WHAT IS EXPECTED:
Keep the pictures out of the copy and repeat the records exactly.

--- start DATA ROWS ---

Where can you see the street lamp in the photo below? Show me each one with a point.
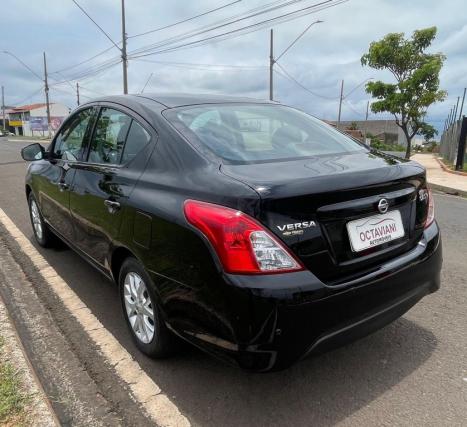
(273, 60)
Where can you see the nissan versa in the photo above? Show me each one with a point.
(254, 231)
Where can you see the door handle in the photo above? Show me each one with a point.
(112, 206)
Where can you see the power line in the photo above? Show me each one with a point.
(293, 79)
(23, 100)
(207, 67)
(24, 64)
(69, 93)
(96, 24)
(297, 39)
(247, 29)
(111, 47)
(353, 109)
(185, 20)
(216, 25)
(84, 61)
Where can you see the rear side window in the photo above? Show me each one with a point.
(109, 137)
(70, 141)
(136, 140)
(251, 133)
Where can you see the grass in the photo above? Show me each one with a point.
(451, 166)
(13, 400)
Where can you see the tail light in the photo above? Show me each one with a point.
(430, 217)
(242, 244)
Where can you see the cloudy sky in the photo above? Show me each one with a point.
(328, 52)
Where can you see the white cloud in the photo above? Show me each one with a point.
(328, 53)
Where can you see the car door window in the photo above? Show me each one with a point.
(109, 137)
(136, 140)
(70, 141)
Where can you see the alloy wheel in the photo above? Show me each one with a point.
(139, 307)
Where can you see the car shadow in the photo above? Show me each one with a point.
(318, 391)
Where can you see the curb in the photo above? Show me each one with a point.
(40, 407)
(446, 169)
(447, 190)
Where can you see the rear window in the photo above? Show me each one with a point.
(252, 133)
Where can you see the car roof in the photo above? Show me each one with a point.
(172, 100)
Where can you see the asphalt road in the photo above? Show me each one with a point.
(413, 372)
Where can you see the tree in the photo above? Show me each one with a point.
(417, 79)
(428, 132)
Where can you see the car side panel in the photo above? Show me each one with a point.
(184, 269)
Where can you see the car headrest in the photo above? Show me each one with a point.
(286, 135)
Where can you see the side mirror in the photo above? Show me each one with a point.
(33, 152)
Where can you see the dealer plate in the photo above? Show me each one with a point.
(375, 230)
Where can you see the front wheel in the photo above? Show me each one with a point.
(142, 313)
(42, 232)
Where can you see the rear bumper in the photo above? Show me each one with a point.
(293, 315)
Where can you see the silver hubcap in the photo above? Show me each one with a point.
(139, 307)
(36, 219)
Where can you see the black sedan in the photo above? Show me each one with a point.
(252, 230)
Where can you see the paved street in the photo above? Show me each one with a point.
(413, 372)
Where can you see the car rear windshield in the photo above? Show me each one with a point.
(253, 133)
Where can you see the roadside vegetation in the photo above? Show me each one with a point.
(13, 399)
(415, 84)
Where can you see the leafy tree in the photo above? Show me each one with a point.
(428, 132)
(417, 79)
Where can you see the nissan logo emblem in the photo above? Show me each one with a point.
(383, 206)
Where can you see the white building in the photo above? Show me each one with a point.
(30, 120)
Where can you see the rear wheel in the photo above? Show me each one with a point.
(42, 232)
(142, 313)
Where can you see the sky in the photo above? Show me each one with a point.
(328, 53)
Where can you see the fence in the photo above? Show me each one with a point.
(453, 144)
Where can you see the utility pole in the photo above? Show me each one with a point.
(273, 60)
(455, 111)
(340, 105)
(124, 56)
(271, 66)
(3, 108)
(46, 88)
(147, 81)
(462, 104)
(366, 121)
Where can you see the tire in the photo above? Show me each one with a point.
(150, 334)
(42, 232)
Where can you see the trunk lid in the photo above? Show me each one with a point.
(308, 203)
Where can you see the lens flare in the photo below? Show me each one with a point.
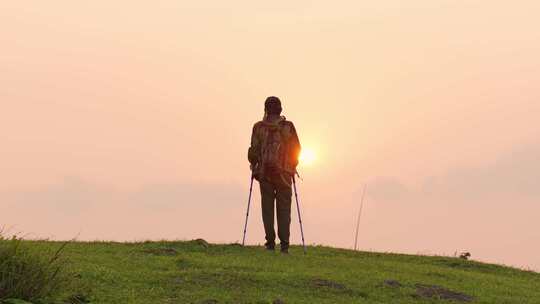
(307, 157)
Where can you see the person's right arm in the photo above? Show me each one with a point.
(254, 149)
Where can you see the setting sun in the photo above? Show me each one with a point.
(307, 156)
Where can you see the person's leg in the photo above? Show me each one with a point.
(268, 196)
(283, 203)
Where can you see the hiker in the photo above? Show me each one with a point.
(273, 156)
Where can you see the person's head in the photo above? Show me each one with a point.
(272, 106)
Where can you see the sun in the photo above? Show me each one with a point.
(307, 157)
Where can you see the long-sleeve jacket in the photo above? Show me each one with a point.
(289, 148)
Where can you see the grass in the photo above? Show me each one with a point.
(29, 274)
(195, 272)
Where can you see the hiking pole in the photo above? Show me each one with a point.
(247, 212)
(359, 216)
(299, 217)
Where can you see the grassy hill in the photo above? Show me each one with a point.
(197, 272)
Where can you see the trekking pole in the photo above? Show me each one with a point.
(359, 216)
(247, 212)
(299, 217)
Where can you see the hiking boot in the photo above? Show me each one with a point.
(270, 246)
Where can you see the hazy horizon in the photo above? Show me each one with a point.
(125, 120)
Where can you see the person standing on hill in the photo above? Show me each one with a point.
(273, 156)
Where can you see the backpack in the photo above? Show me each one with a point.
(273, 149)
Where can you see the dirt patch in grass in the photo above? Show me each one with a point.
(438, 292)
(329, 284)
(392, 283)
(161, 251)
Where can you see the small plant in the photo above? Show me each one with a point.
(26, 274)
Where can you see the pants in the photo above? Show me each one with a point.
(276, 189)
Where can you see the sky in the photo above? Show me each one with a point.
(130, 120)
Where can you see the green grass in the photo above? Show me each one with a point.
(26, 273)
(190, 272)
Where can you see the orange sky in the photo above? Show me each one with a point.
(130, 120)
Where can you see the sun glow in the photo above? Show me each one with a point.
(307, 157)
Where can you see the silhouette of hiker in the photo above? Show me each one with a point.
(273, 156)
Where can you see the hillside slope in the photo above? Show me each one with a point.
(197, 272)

--- end DATA ROWS ---

SOLUTION BELOW:
Where can you see the street lamp in the photo below? Show me each one with a point.
(273, 60)
Where can you see the nissan versa in the photo above? Show me each one with a point.
(254, 231)
Where can you see the door handle in the photo above? Show me each one with a point.
(112, 206)
Where can you see the power line in the photo above? Show me each one with a point.
(293, 79)
(23, 100)
(207, 67)
(24, 64)
(69, 93)
(96, 24)
(297, 39)
(247, 29)
(111, 47)
(353, 109)
(185, 20)
(216, 25)
(84, 61)
Where can you see the rear side window in the photo above? Show me each one with a point.
(109, 137)
(70, 141)
(136, 140)
(251, 133)
Where can you see the grass in the photo above? Show me each one with a point.
(451, 166)
(13, 400)
Where can you see the tail light in the photo above? Show me each one with a point.
(430, 217)
(242, 244)
Where can you see the cloudy sky in the photo above? Show me each one with a point.
(328, 52)
Where can you see the white cloud in the photo above? Show me each one with a point.
(328, 53)
Where can you see the car door window in the photo above? Show me each one with a point.
(109, 137)
(136, 140)
(70, 141)
Where can you see the alloy wheel in the photo above? Show me each one with a point.
(139, 307)
Where can you see the car shadow in the photo above? Show me each one with a point.
(318, 391)
Where can you see the curb in the photo above? Show me each one with a point.
(40, 407)
(446, 169)
(447, 190)
Where can you see the rear window in the photo above? Show me each one with a point.
(252, 133)
Where can you see the car roof in the photo above? Show me each one with a point.
(172, 100)
Where can you see the asphalt road in the photo above? Show me each one with a point.
(413, 372)
Where can you see the tree in the photo above? Show me each one with a point.
(417, 79)
(428, 132)
Where can you see the car side panel in the photo above? Show me each one with a point.
(184, 269)
Where can you see the car headrest in the photo above? Show me each one with a point.
(286, 135)
Where can you see the side mirror in the photo above? Show me each one with a point.
(33, 152)
Where can you see the dealer plate in the photo above? Show me each one with a point.
(375, 230)
Where can you see the front wheel in the photo above? Show me each one with a point.
(142, 313)
(42, 232)
Where can you see the rear bumper in the photo above? Show me each one with a point.
(293, 315)
Where can you see the silver hubcap in the photo above? Show me each one with a point.
(139, 307)
(36, 219)
Where can you see the black sedan in the photo above? Show me each one with a point.
(252, 230)
Where can you see the paved street in the photo above? Show me each one with a point.
(413, 372)
Where can you see the car rear windshield in the photo above? Show me each one with a point.
(253, 133)
Where can you see the roadside vegetation in the photo above? Show me each one with a point.
(13, 399)
(415, 84)
Where can you see the leafy tree in the photo above? Show me each one with a point.
(428, 132)
(417, 79)
Where can you see the nissan logo emblem in the photo above? Show me each one with a point.
(383, 206)
Where can you see the white building in the photo above? Show me each one with a point.
(30, 120)
Where can you see the rear wheel in the photo above? Show me each one with a point.
(42, 232)
(142, 313)
Where can you see the sky in the photo above? Show me each one with a point.
(328, 53)
Where can you see the fence in the photo above? Show me each one with a point.
(453, 144)
Where can you see the utility pole in the photo above? Show me each one with a point.
(273, 60)
(455, 111)
(340, 105)
(124, 56)
(271, 66)
(3, 108)
(46, 88)
(147, 81)
(462, 104)
(366, 121)
Where can you see the tire in the photo above? Show me each one with a point.
(150, 334)
(42, 232)
Where can you see the trunk lid in the photo above? Show me each one with a point.
(308, 203)
Where can you see the lens flare in the photo below? Show me each one with a point.
(307, 157)
Where can you see the person's right arm in the photo above? Show me each one with a point.
(254, 149)
Where can you see the setting sun in the photo above? Show me each one with a point.
(307, 156)
Where can you see the person's leg in the photo above? Show me each one with a point.
(268, 196)
(283, 203)
Where can you see the hiker in the photo above? Show me each one with a point.
(273, 156)
Where can you see the person's head in the photo above? Show me each one with a point.
(272, 106)
Where can you see the sun in the photo above? Show me each one with a point.
(307, 157)
Where can you see the long-sleeve jacket in the photo above? Show me each one with a point.
(289, 148)
Where can you see the grass in the photo above? Show me each one with a point.
(29, 274)
(195, 272)
Where can you see the hiking pole in the photo above? Show me each one with a point.
(247, 212)
(359, 216)
(299, 217)
Where can you see the grassy hill in the photo above? Show me each one with a point.
(197, 272)
Where can you see the trekking pole in the photo above? Show me each one with a point.
(359, 216)
(247, 212)
(299, 217)
Where can you see the hiking boot in the photo above? Show me each one with a point.
(270, 246)
Where can you see the hazy horizon in the photo above? Show me each one with a point.
(125, 120)
Where can you see the person standing on hill in the photo above? Show me each one with a point.
(273, 156)
Where can you see the backpack in the photo above? Show me each one with a point.
(273, 149)
Where can you see the dirt patch in grass in the photo above? Show me each one with a point.
(438, 292)
(329, 284)
(392, 283)
(161, 251)
Where can you see the small plant in the photo above? Show me each one with a point.
(26, 274)
Where can you see the pants in the photo above? Show me each one with a point.
(276, 189)
Where can you see the sky in the photo above? Show me each one with a point.
(130, 120)
Where can you see the green grass in the photo above? Show me each one with a point.
(26, 273)
(190, 272)
Where can you see the orange sky in the photo above? Show me each one with a point.
(130, 120)
Where can you see the sun glow in the photo above? Show me each one with a point.
(307, 157)
Where can you see the silhouette of hiker in the photo above? Show me each one with a point.
(273, 156)
Where can you see the hillside slope in the photo above? Show me each one with a point.
(197, 272)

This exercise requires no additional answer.